───── Records provided ─────
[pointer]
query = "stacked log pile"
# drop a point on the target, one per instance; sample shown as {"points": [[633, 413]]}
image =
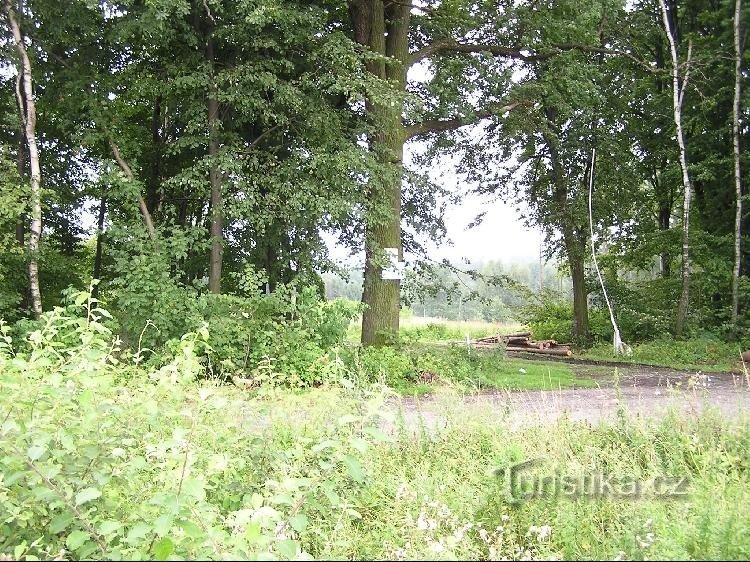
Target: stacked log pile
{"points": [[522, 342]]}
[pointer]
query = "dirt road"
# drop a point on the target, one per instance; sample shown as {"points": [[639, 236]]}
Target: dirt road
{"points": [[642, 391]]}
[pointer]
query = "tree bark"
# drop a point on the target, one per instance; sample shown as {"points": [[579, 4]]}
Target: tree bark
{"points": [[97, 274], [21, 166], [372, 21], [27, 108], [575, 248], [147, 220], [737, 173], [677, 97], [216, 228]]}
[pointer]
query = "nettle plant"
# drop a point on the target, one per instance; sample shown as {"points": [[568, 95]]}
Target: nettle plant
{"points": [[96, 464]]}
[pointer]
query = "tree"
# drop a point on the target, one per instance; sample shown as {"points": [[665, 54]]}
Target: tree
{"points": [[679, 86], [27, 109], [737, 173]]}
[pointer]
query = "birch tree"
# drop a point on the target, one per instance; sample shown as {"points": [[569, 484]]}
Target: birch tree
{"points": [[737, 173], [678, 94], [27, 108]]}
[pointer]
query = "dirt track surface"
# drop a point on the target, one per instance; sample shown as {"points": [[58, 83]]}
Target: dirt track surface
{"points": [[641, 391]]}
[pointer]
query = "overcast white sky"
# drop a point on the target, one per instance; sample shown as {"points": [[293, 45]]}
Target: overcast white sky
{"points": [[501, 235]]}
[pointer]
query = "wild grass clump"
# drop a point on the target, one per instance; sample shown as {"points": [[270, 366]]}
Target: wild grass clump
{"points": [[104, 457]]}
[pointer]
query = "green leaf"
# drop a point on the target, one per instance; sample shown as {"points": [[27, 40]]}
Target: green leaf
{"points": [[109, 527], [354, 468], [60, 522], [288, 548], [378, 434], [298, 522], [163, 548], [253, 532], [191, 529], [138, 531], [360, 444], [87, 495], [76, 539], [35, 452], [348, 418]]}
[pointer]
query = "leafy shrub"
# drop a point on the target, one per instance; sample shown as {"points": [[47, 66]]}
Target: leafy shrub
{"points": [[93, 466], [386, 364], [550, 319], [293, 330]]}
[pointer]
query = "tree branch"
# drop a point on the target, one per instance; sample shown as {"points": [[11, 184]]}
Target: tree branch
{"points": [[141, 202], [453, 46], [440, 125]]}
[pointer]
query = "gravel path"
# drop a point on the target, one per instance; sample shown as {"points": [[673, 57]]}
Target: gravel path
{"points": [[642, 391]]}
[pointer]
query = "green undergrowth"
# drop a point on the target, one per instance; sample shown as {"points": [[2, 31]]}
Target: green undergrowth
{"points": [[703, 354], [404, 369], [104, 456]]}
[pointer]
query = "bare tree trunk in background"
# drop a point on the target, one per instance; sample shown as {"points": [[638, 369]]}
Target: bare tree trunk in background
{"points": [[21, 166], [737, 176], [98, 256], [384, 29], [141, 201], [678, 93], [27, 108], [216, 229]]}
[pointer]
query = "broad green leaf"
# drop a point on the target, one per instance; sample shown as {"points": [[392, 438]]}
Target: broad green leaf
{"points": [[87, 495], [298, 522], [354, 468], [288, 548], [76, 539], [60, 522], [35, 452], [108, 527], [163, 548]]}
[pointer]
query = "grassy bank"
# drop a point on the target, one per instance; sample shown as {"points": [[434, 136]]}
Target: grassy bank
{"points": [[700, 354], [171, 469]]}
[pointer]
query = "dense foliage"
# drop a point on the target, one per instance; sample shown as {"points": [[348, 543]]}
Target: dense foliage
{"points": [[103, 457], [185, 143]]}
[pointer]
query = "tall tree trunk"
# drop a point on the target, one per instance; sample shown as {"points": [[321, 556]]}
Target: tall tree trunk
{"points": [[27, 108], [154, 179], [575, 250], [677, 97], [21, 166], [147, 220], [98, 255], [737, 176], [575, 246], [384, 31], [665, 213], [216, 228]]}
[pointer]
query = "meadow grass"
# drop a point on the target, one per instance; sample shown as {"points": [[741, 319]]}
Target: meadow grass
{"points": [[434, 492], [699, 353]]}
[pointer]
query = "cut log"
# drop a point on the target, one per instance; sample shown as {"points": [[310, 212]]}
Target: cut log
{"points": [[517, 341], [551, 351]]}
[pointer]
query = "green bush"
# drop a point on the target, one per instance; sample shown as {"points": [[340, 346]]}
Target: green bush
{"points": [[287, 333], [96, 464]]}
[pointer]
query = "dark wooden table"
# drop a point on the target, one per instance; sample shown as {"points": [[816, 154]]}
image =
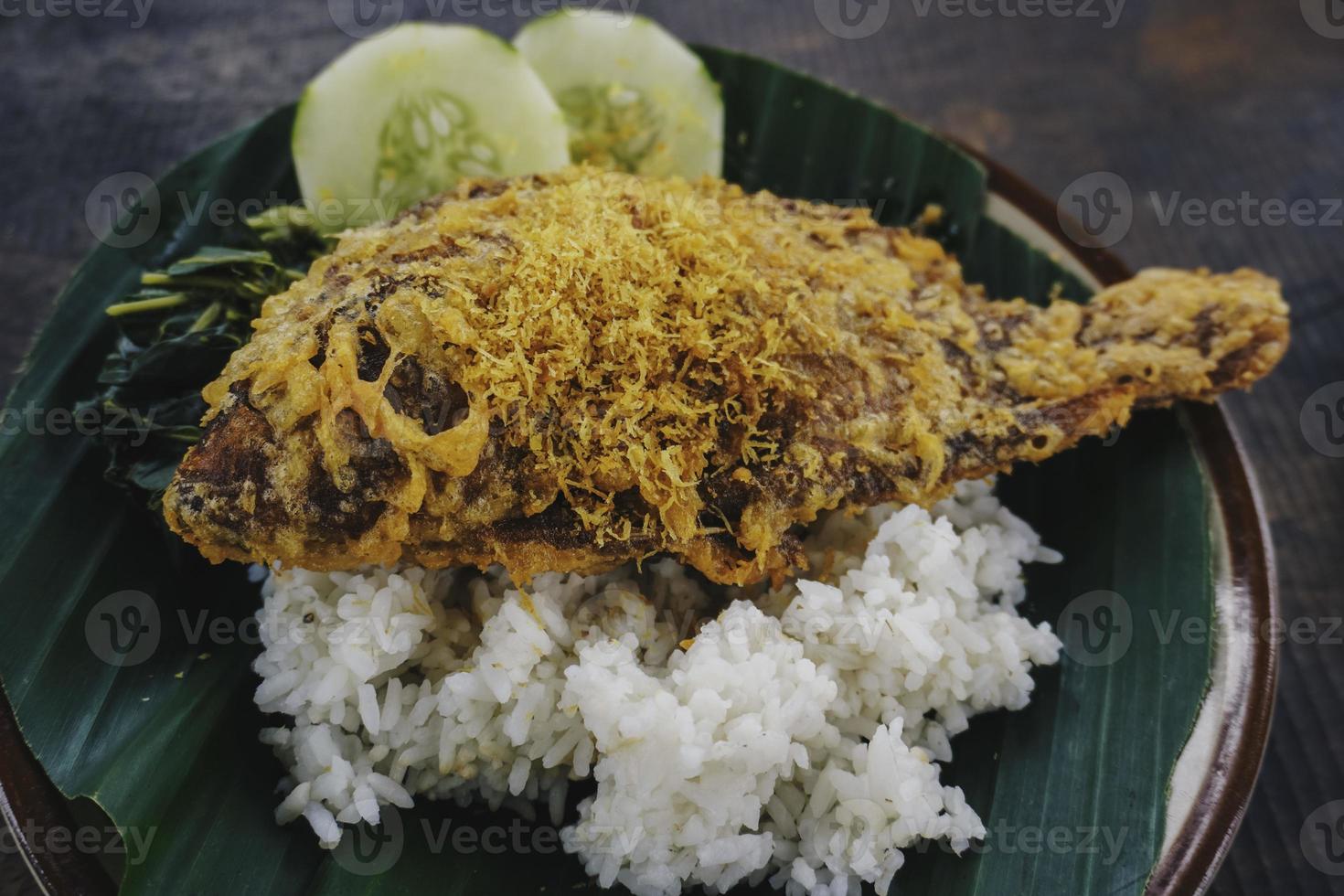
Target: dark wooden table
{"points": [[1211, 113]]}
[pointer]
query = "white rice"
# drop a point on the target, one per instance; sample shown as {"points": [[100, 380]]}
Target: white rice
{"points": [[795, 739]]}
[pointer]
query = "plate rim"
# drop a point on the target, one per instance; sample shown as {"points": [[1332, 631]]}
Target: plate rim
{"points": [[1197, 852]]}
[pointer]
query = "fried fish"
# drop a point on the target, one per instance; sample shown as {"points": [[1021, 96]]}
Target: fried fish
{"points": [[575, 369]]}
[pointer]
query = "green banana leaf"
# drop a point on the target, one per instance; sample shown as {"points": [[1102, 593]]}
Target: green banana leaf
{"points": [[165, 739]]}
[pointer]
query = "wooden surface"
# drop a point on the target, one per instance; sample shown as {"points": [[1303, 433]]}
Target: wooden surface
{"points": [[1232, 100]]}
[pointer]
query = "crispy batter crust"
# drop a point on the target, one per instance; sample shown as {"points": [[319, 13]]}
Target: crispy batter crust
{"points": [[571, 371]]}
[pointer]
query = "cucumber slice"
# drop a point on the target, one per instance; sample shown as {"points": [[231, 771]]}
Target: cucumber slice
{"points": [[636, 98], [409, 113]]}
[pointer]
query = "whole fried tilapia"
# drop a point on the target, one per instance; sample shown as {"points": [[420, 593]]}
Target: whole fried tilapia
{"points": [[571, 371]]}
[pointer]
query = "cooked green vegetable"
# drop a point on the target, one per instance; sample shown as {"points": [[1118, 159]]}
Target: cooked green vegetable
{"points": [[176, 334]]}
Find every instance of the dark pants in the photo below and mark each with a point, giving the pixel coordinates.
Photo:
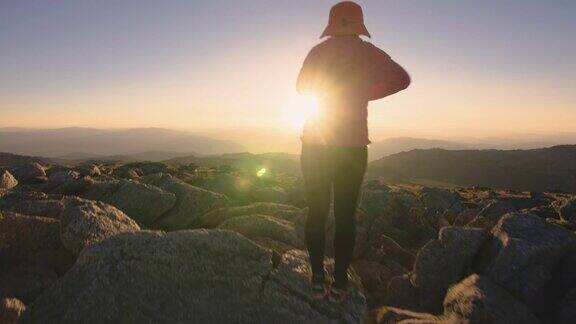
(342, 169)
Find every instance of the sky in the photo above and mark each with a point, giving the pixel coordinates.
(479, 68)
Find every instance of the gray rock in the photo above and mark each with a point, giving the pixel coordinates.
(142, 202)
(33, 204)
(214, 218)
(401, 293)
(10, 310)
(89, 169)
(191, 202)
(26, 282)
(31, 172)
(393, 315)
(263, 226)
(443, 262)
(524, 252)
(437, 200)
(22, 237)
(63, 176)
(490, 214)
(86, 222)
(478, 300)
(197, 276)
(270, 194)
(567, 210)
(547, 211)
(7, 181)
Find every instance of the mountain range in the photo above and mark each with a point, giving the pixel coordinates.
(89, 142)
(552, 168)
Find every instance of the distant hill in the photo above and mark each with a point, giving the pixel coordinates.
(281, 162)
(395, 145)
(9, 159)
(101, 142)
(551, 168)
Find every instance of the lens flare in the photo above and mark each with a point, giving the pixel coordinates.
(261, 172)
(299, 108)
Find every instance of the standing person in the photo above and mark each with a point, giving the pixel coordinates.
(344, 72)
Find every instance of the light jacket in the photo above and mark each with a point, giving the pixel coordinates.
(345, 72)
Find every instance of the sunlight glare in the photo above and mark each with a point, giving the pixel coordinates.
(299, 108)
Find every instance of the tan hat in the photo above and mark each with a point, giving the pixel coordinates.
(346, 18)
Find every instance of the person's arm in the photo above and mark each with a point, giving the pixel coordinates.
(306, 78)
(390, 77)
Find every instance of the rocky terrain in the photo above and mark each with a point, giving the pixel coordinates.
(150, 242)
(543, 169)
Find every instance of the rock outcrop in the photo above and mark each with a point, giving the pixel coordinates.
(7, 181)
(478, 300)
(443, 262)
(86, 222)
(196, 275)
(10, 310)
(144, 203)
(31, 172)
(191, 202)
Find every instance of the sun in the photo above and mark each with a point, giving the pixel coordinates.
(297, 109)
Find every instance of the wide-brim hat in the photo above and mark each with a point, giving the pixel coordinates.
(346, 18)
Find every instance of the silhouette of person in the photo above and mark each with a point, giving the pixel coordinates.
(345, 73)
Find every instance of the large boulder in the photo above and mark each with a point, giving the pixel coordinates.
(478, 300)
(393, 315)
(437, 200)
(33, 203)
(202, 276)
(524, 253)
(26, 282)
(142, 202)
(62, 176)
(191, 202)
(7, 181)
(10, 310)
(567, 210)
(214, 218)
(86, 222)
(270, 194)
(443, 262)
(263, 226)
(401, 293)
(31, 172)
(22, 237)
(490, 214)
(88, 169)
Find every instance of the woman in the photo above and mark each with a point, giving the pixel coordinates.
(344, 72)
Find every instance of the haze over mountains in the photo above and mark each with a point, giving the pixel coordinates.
─────
* Set exercise
Print exactly the lines above, starting at the line that contains "Find every instance of the rocky" and ending with the last line of the records, both included.

* Exercise answer
Find every instance of the rocky terrain in the photo above and mark each with a point, giving the pixel coordinates.
(150, 242)
(543, 169)
Find every instance of the rock outcrop in the photo above and mark each with a point, giving the pixel coordinates.
(7, 181)
(478, 300)
(443, 262)
(86, 222)
(196, 275)
(10, 310)
(144, 203)
(31, 172)
(191, 202)
Find every instance of the sun in the photo above and mark each with a point, giving the pixel coordinates.
(297, 109)
Find every instance of the wide-brim hat in the photo above and mark each with a point, giving the pixel coordinates.
(346, 18)
Find every instance of the silhouette of person in the photo above and mark each with a point, giving the pixel coordinates.
(345, 73)
Find every instance of the large boulder in the photo above and mark each with a point, giving the pixel coordinates.
(478, 300)
(393, 315)
(437, 200)
(33, 203)
(202, 276)
(524, 253)
(26, 282)
(142, 202)
(62, 176)
(191, 202)
(7, 181)
(10, 310)
(567, 210)
(214, 218)
(86, 222)
(270, 194)
(443, 262)
(263, 226)
(401, 293)
(31, 172)
(22, 237)
(490, 214)
(88, 169)
Find every instance of the woman in the photo above and mark each with a point, giving the pixel coordinates.
(344, 72)
Find every instance of the haze over mountains in the photo above and mark each with a point, giving the pixel coordinates.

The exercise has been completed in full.